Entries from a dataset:
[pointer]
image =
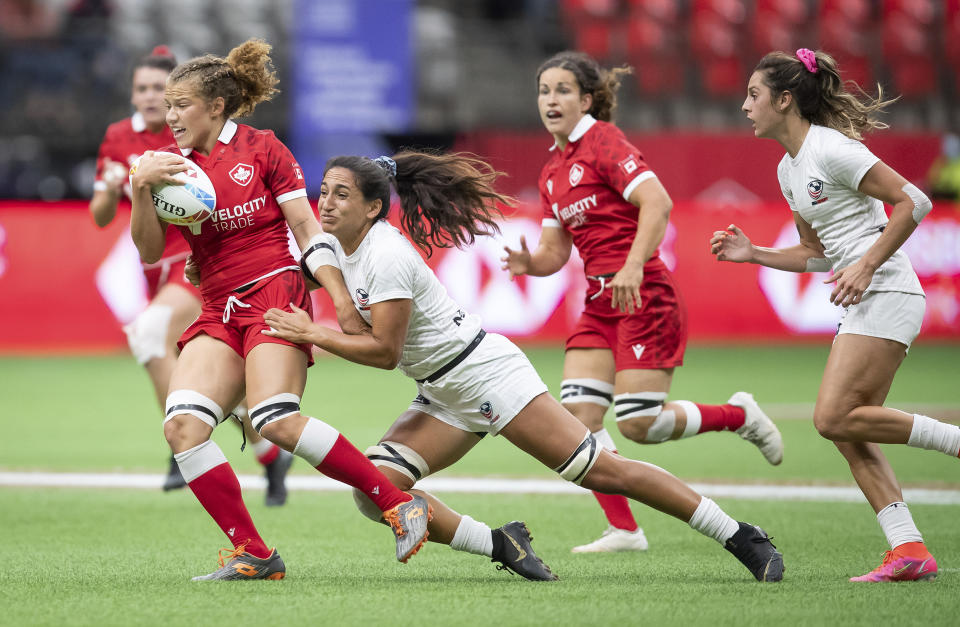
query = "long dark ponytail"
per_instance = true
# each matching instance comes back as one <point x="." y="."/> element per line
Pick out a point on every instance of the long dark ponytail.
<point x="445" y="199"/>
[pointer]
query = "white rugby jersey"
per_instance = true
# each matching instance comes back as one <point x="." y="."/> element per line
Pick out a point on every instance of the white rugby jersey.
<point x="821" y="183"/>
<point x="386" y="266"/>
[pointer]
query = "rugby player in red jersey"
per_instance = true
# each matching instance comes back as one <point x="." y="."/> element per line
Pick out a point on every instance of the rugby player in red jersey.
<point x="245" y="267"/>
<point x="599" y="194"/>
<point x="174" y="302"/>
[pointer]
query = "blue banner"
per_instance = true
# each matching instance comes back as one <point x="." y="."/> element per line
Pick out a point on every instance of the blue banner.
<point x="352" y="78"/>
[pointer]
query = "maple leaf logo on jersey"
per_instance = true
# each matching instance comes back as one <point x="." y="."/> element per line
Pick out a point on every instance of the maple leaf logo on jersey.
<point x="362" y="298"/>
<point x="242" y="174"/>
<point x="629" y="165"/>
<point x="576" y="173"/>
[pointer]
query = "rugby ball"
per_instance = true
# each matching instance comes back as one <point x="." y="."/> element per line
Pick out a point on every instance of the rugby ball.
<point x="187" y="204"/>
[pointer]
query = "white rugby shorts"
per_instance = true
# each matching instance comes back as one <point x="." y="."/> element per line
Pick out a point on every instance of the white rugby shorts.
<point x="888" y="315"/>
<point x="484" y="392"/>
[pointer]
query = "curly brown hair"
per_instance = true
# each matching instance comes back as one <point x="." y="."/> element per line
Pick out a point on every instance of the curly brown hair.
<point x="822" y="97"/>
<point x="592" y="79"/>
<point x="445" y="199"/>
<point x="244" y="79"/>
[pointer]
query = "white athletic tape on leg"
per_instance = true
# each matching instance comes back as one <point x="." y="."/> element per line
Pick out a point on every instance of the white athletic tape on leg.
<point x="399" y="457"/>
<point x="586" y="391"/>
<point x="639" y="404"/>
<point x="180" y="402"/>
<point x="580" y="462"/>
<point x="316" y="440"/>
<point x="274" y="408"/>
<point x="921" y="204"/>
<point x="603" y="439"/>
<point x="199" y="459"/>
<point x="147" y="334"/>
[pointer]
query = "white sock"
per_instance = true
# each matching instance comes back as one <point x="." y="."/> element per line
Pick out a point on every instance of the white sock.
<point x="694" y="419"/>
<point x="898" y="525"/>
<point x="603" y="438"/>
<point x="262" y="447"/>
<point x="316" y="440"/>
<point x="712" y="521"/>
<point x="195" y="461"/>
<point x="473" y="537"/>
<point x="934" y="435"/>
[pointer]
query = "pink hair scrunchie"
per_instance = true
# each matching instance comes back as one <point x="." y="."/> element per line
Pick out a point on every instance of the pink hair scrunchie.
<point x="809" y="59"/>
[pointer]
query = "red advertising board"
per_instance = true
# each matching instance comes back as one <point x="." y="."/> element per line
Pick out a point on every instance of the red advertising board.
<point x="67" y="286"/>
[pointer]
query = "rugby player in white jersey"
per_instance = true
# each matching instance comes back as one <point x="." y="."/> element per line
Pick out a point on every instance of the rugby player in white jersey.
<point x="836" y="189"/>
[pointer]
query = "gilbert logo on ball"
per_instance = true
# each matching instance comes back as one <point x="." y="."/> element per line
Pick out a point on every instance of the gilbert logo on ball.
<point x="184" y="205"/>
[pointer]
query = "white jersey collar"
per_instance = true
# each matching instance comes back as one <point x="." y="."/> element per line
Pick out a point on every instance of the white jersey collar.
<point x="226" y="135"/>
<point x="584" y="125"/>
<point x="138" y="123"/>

---

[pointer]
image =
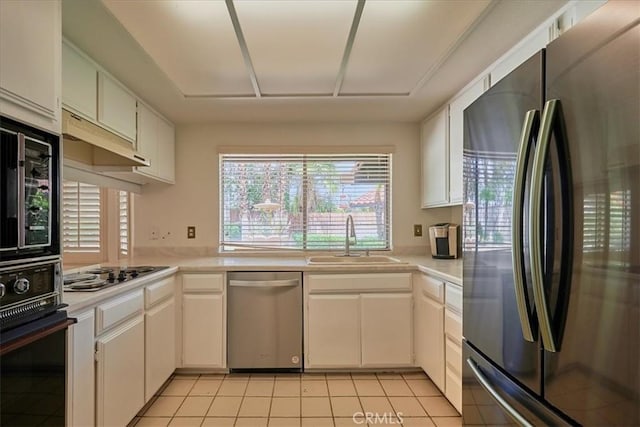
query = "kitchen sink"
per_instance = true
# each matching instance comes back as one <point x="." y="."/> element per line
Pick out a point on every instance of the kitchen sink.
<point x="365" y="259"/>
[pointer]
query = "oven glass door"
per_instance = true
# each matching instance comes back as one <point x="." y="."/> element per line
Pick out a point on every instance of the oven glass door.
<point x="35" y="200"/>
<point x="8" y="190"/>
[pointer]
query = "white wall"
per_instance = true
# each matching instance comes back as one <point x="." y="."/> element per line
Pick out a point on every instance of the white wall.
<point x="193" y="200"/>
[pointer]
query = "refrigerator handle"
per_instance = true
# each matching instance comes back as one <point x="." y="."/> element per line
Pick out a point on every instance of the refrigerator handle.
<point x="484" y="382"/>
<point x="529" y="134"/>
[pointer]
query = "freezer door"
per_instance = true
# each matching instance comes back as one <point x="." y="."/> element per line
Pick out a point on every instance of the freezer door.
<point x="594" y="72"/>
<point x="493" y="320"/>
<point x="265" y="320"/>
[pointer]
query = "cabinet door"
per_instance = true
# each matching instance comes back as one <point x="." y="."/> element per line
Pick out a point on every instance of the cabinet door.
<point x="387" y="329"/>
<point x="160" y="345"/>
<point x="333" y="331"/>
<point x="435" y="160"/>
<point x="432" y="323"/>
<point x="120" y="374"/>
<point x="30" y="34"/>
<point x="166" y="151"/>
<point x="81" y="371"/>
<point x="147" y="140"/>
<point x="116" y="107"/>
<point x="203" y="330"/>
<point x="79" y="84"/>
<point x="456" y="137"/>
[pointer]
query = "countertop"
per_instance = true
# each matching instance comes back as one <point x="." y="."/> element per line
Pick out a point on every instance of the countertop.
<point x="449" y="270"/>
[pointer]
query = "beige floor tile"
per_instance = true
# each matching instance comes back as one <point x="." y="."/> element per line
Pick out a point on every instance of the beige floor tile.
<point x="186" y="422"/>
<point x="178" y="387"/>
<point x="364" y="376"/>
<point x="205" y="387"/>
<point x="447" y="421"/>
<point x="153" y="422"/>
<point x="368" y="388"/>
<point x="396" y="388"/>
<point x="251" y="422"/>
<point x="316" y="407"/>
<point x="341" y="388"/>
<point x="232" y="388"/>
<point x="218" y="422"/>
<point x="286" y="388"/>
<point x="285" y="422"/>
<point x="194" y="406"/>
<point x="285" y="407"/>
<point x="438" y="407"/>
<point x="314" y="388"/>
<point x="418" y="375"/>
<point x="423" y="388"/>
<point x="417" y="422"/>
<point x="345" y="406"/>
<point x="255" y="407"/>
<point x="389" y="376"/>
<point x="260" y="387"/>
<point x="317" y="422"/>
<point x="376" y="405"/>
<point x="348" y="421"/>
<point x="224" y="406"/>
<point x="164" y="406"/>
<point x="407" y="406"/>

▶ _Written task_: Pick out every line in the entries above that contains the string "tile" and copy each one. Case counts, so a line matches only if its letters have the same capitalization.

▶ _Full response_:
query = "beige floor tile"
Pick out a point on every instance of the beige floor tile.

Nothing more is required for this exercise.